Tomorrow the race car man has a very long evaluation to do.
When his teacher wrote us to say that he was not showing any behavioral advances in school and that she felt something was missing from his diagnostic picture and definitely his medication toolbox, I stopped procrastinating and got on the phone with the insurance company.
The child psychiatrist who also manages Amazon Girl’s medication spent a half day with us, and we walked away from that appointment with a prescription for an anti-anxiety medication. In just days we saw major improvements both in his ability to be more compliant at school and in the frequency and severity of his sensory meltdowns.
This second evaluation will give me a much clearer picture of where we will need to approach behavioral therapy from.
I tell my kids frequently that I’m the luckiest mom in the world, and I believe that with all my heart. There are times that their behaviors are irritating, when its easy to lose sight of the essential truth, that they are each unique and perfect in their own way. While I like to think they embody the best traits of both their father and I, its probably more accurate to say that in two separate instances, our mutual DNA combined to bring something entirely new and special to life.
Its easy when you have lots of doctors and diagnoses to get lost in the land of labels. We need to have names and labels for our disorders, for our behaviors, yes. But my child is much more than his labels. His labels do not define for you at all the nature of who he is and what gifts he possesses within him. My daughter’s labels do not come close to describing her enormous love for others, her creativity, her joy.
Too many people look just at the labels. Or they look at the behaviors the labels describe, and they make judgements without expanding their knowledge of the actual person wearing the label. There was a strong reaction in the special needs community recently to some negative reviews of the film Extremely Loud and Incredibly Close, a story about a nine-year old boy whose father perishes in the 9/11 collapse of the World Trade Center. Although the book on which the film is based and the film itself never specifically say so, the character displays many behavioral traits that indicate a spectrum disorder – odd speech patterns and tone, difficulty with social interactions, extreme sensory reactions.

◆ **Extracted records**:

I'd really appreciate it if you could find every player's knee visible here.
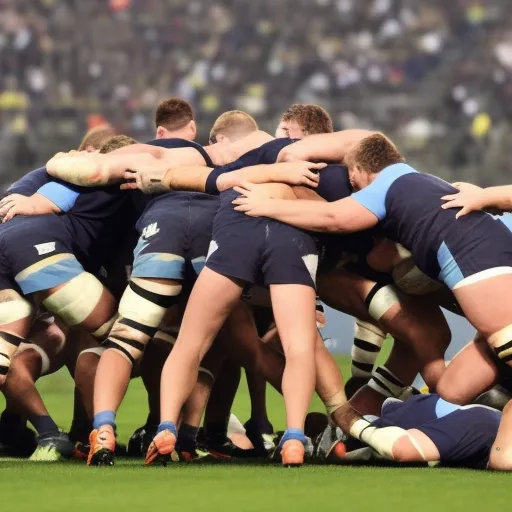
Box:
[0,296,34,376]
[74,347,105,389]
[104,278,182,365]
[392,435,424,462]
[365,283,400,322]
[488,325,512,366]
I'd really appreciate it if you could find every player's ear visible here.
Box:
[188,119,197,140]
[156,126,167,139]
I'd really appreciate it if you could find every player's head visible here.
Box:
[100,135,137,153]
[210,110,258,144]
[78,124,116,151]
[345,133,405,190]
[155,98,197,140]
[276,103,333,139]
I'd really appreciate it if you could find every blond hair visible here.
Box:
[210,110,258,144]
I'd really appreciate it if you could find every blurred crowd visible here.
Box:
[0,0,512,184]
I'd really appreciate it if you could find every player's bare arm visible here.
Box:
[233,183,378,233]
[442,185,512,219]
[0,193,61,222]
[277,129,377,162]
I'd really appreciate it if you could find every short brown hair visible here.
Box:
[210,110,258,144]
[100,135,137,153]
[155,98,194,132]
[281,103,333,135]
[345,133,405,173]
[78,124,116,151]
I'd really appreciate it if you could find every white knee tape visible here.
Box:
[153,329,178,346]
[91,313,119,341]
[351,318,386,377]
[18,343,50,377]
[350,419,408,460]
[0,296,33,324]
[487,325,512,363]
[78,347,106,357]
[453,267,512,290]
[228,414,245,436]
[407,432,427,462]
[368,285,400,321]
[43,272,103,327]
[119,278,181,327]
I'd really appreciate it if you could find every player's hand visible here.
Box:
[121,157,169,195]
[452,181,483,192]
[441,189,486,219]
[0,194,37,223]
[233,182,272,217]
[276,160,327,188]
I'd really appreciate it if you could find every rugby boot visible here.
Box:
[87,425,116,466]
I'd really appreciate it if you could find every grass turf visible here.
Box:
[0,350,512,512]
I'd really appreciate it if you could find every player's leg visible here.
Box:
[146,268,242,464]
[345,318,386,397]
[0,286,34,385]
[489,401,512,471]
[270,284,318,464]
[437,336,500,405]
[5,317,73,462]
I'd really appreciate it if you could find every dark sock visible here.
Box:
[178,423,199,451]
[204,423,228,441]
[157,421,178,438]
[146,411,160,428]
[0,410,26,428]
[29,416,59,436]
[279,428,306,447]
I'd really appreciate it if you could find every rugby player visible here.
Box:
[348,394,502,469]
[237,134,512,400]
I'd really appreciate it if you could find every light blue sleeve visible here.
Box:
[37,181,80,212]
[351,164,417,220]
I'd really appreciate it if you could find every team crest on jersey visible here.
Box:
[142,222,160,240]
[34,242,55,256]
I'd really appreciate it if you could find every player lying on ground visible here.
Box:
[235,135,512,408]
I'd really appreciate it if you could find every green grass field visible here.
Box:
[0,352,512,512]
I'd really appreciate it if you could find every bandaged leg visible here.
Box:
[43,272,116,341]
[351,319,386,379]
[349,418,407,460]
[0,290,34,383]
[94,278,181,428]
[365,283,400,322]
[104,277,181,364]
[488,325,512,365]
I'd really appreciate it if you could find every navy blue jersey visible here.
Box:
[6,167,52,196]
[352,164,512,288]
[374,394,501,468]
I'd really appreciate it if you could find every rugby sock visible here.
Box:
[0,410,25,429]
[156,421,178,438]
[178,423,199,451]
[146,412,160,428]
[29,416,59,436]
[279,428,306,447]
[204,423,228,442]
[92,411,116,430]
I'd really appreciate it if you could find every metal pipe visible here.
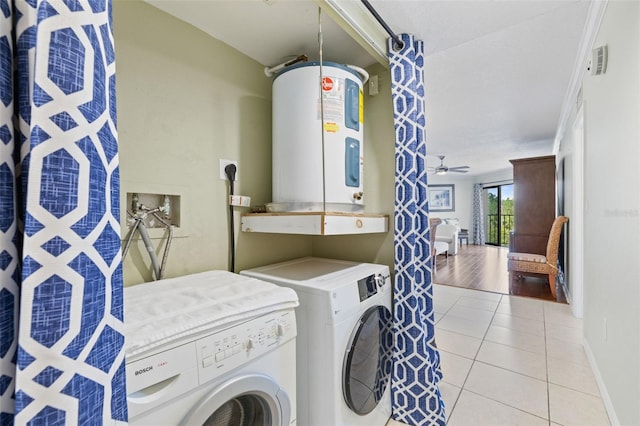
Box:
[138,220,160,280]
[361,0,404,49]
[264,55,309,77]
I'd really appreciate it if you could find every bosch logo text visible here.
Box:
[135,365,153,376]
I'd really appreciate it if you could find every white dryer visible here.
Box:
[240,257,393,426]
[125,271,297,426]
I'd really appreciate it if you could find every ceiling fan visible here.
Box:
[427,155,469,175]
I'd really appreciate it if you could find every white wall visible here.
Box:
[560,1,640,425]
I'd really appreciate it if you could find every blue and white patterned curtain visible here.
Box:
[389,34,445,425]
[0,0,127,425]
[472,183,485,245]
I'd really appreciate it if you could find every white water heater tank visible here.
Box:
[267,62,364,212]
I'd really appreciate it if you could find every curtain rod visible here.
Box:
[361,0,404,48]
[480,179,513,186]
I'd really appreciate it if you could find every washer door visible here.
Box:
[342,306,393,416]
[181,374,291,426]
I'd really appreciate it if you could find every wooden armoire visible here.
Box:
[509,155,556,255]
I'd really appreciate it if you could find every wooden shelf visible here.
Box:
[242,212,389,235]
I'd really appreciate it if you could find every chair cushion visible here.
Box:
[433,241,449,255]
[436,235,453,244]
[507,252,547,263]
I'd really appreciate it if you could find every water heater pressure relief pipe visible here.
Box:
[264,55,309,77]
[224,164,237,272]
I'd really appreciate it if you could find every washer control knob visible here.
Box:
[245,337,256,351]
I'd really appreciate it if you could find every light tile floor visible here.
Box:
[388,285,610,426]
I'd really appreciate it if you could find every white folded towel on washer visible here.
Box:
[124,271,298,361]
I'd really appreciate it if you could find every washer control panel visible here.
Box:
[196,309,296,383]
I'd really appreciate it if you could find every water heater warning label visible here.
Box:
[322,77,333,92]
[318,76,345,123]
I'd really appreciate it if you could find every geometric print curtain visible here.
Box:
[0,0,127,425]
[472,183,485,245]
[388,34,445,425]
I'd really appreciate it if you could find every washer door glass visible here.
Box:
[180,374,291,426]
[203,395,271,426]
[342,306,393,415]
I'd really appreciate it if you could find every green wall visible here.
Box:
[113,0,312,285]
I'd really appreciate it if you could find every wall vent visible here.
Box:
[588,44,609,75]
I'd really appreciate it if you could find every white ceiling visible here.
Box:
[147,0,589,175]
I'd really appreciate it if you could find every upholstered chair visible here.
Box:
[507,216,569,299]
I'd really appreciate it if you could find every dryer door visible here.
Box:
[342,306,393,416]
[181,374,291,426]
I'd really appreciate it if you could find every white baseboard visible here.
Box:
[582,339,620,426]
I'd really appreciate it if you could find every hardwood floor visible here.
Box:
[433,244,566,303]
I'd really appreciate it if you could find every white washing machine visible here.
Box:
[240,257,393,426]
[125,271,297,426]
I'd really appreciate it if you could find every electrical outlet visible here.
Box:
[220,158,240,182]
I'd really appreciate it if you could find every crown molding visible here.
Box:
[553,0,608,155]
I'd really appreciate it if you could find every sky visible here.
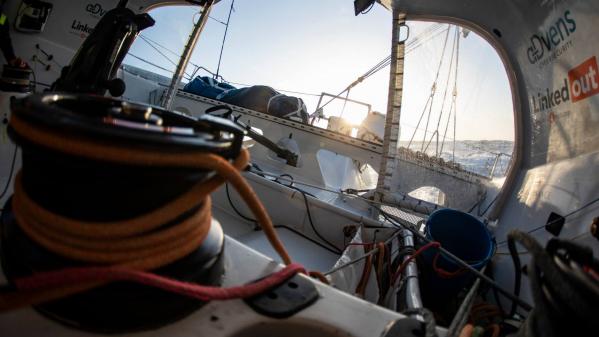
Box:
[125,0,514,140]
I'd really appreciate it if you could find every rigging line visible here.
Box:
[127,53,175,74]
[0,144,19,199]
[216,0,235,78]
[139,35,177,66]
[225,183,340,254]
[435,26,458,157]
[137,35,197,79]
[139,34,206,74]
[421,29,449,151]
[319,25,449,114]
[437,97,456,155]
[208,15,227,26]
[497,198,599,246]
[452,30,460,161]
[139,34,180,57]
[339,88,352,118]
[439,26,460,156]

◆ **Problem to work on**: In the post about the upcoming evaluation, what did the family leave the child psychiatrist's appointment with? The material comes from a source unrelated to the post.

◆ **Problem solution**: A prescription for an anti-anxiety medication.